**Text excerpt:**

Recently I spoke to a member of the Garda Síochána about enforcing the law in regard to cars parking on cycle paths. The garda told me there was no such offence as parking on a cycle path. I told him to look again which he did. There is such an offence but he did not know that. It must be impossible for young gardaí, particularly those coming out of Templemore, to even know where to get the information about what is and is not legal in terms of road traffic.
In terms of road transport, even more disturbing is that there was no legal basis for the granting of the road passenger and road haulage licences as it was deleted by accident. Again, it is perfectly understandable how that happens when one sees just how archaic the whole system is. We can only hope that now the information is public, it will not have any implications for the Minister or licence holders, particularly in respect of their insurance if accidents took place during the period when they were not legally licensed.
I hope that if we pass this legislation, we will move immediately to try to introduce a consolidated road traffic Bill in the interests of clarity for all the practitioners involved in trying to impose the law. Every time we make a mistake, either in the drafting or implementation of the law — they are not unconnected — we devalue the law in the eyes of the public and show ourselves not to be serious when we speak on the one hand about the importance of road safety but on the other keep failing to get it right.
I do not believe anyone in the Chamber wishes to hold up or place an obstacle in the way of having this legislation enacted. Ultimately, many people, including many Members, travel by road. Thus, the laws governing road safety are vitally important.
The day that penalty points were introduced it was evident that the same type of overtaking did not take place. I refer to the road from Dublin to Cork. Most definitely, there was a sense of security and safety on the roads at that time but this very quickly evaporated. It soon became clear that this particular section of road legislation was not being implemented. I am sure the Minister would accept this point. Behaviour on the roads reverted to how it had been previously. This makes it unsafe for people who travel by car due to the persistent and constant danger on the road and gives rise to a sense of unease which leads people to look to other methods of transport to get from A to B.
I do not think anyone would disagree that road traffic legislation is vitally important. However, road traffic legislation is not what road safety in its entirety is about. It is also about behaviour, standards and what one perceives to be the purpose of roads. While legislation is a pivotal element, it is about more than legislation. I accept that it is vitally important to enact this amended legislation.

**Information provided:**
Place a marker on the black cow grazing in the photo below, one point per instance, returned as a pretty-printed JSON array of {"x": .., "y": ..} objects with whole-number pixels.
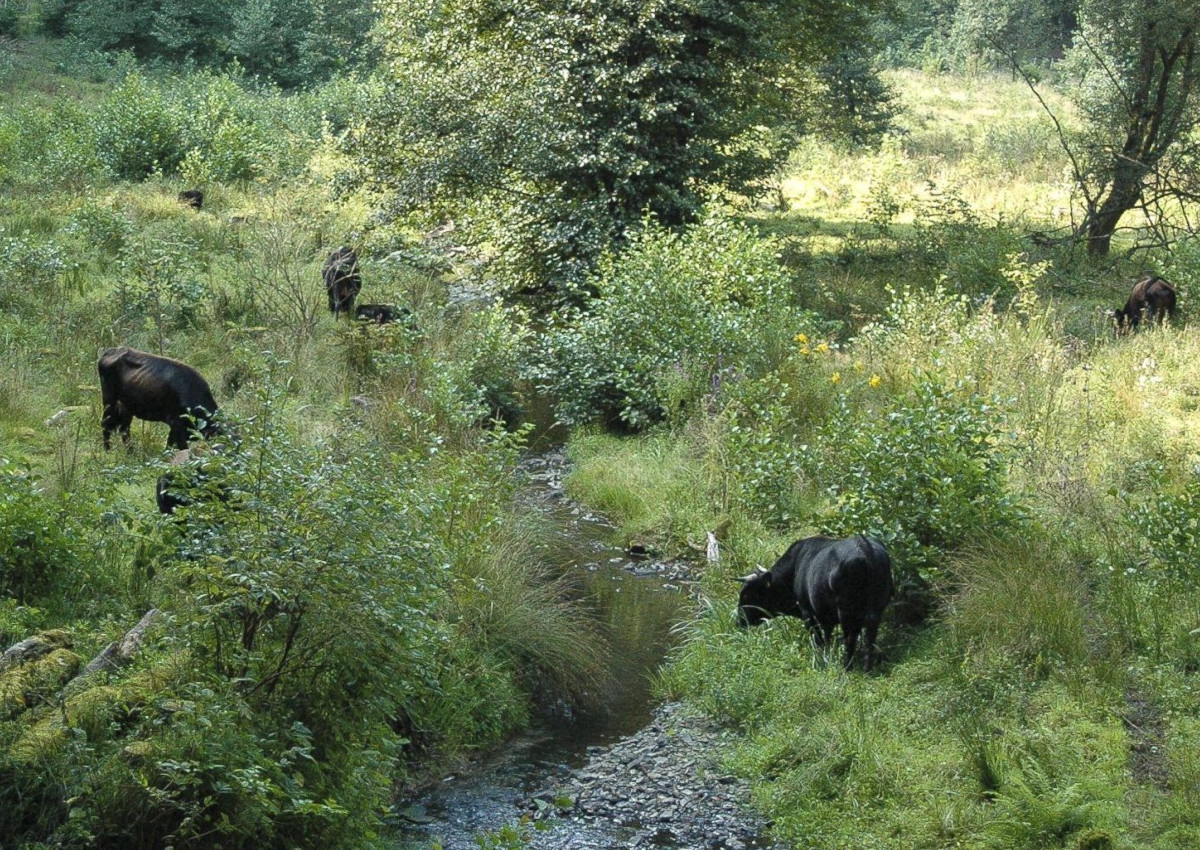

**Requests:**
a – Answer these about the speech on road traffic law:
(i) What did the garda first say about parking on a cycle path?
(ii) What was deleted by accident?
(iii) Which road does the speaker name when describing overtaking after penalty points came in?
b – From the speech on road traffic law, quote the stretch from "I do not think" through "this amended legislation.".

**Solutions for each task:**
a –
(i) He said there was no such offence as parking on a cycle path.
(ii) The legal basis for granting road passenger and road haulage licences.
(iii) The road from Dublin to Cork.

b –
I do not think anyone would disagree that road traffic legislation is vitally important. However, road traffic legislation is not what road safety in its entirety is about. It is also about behaviour, standards and what one perceives to be the purpose of roads. While legislation is a pivotal element, it is about more than legislation. I accept that it is vitally important to enact this amended legislation.